-- Text follows --
Alberto Fernández rebuked the US for vetoing countries at the Americas Summit, which was meant to reinforce regional ties but has been dogged by squabbling

Cumbre de las Américas
Argentina President Alberto Fernández speaks at the first plenary session of the Summit of the Americas in L.A.Evan Vucci (AP)

The Americas Summit cannot shake the long-running controversy over its guest list. Even though US President Joe Biden has offered a degree of cooperation far beyond that of his predecessor, Donald Trump, he has encountered open criticism over the decision to exclude Cuba, Nicaragua and Venezuela from the gathering. The latest admonishment came from Argentina’s president, Alberto Fernández , the other most prominent figure at the summit’s first plenary session on Thursday. “Being the host country does not grant the ability to impose a right of admission,” he snapped at Biden, who was sitting just a few feet away. The veto has caused the absence of the presidents of Mexico, Bolivia and Honduras.

Fernández’s address was highly critical of the role of the United States in regional politics. After criticizing the sanctions against Cuba and Venezuela, the leader of Argentina asked the Biden government to “open up in a fraternal way” following Donald Trump’s “immensely harmful policy” for the region. “It is time for those policies to change and for the damage to be repaired.”

Fernández also said that the Organization of American States (OAS) has been used “as a gendarme that facilitated a coup in Bolivia,” and that the US has “appropriated” the direction of the Inter-American Development Bank (IDB), which had historically been in Latin American hands. He accused former president Trump of disrupting the rapprochement with Cuba and of intervening with the International Monetary Fund (IMF) to facilitate the unsustainable debt levels of Argentina’s previous administration under the conservative Mauricio Macri, while trying to prevent him, the center-left Fernández, from winning the election in 2019. “The people of Argentina are suffering today because of such indecency.” He asked to reform the OAS, dismiss its directors and to return the IDB to Latin American hands.

Fernández, who has himself been criticized for his lukewarm response to the Russian invasion of Ukraine and his questioning of sanctions, said that “it is urgent to build negotiation scenarios that will end the catastrophe that is war, without any humiliation or desire for domination, without any dehumanized geopolitics or privileges of violence.” He again failed to explicitly condemn the invasion, and instead proposed taxing “the unexpected income that the war gave as a gift to large food, oil and weapons corporations.”

Later, alluding to his diplomatic claim over the Falkland Islands, he stated that Argentina is a peaceful country: “After the tragedy of the pandemic, we see wars as the triumph of human insensitivity,” he said. “President Biden, I am here trying to build bridges and tear down walls.”

Biden sees agreement on essentials

President Biden for his part delivered an optimistic message, noting that “notwithstanding some of the disagreements related to participation, on the substantive matters, what I heard was almost unity” on issues such as migration, healthcare, the environment, financing and economic recovery.

Earlier, in his opening speech for the plenary session, Biden had stressed that his proposals for the region are light years ahead of Trump’s. The US president is offering economic, commercial, food, health and environmental cooperation as a way to promote development and to deal with the migration crisis, for which he will request a shared responsibility this Friday.

Biden used the term “ground-breaking” to describe the Los Angeles Declaration, a document to be signed this Friday, that will create incentives for countries taking in large numbers of migrants and spread responsibility for immigration across the region.

Biden emphasized the need for regional cooperation. “(Over) the next few days, we have an opportunity to find ways we can do better for all of our people by working together – and I emphasize together, together. That’s what our people expect of us. And it’s our duty to show them the power of democracies to deliver when democracies work together.”
-- Text concluded --
-- Data for analysis follows --
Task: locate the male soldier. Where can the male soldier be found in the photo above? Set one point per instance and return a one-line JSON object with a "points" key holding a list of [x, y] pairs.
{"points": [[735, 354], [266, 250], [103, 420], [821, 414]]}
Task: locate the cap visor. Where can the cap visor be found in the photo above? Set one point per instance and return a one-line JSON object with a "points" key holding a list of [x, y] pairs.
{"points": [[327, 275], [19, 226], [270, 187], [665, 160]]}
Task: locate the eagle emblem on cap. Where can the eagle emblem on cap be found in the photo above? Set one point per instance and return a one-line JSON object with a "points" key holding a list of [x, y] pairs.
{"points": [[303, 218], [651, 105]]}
-- Data for analysis concluded --
-- Data for analysis follows --
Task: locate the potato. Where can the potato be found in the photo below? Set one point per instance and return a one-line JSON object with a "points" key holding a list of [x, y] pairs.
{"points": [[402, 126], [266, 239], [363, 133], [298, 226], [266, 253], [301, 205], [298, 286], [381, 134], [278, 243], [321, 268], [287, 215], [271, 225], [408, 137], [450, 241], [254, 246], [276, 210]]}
-- Data for analysis concluded --
Work to complete:
**1.** Please output a passage from the summit article, beginning at the words "Alberto Fernández rebuked" and stopping after "L.A.Evan Vucci (AP)".
**2.** According to the summit article, the presidents of which three countries were absent because of the veto?

Outputs in order:
**1.**
Alberto Fernández rebuked the US for vetoing countries at the Americas Summit, which was meant to reinforce regional ties but has been dogged by squabbling

Cumbre de las Américas
Argentina President Alberto Fernández speaks at the first plenary session of the Summit of the Americas in L.A.Evan Vucci (AP)

**2.** Mexico, Bolivia and Honduras.